■ Work required:
Word for word and without images, transcribe all of the records.

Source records
# # # #
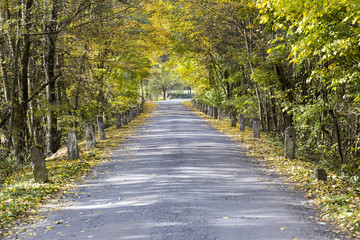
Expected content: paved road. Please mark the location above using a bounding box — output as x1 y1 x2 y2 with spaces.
14 100 336 240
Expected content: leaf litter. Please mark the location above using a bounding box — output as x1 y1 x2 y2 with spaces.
0 102 156 238
183 101 359 239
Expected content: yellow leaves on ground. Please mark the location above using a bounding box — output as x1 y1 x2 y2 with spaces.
0 102 157 238
183 101 360 238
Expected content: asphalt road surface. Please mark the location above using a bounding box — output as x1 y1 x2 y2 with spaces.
13 100 337 240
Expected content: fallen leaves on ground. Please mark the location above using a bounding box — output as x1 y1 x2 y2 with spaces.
0 102 156 237
183 102 360 239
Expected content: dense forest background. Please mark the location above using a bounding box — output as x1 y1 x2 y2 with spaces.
1 0 359 182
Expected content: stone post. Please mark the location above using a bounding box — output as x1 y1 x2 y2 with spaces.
# # # #
■ Exercise output:
Expected content: paved road. Please mark the location above using a bounding box — output as x1 y1 x2 y2 with spaces.
14 100 336 240
Expected content: leaf litter. Please mark the location above using a bounding box — output as x1 y1 x2 y2 with spaces.
0 102 156 238
183 101 359 239
Expected content: yellow leaves on ground. Please mark the location above using a bounding box — output as x1 y1 x2 y2 with spaces.
0 102 157 238
183 101 360 238
Expected content: asphalt road surface. Please mark the location above using a bounding box — output as x1 y1 x2 y2 with spaces.
13 100 337 240
Expected content: fallen leaves on ground. Please mark the location above using a bounding box — output as x1 y1 x2 y2 with spaces.
0 102 156 237
183 102 360 239
Expected content: dense forest background. Please mark the location above using a bounding box — output as x1 y1 x2 y2 with spaces.
1 0 359 182
Expected content: stone post. Please mark the location above using a bounding box — output as x1 y1 x2 y2 with spaces.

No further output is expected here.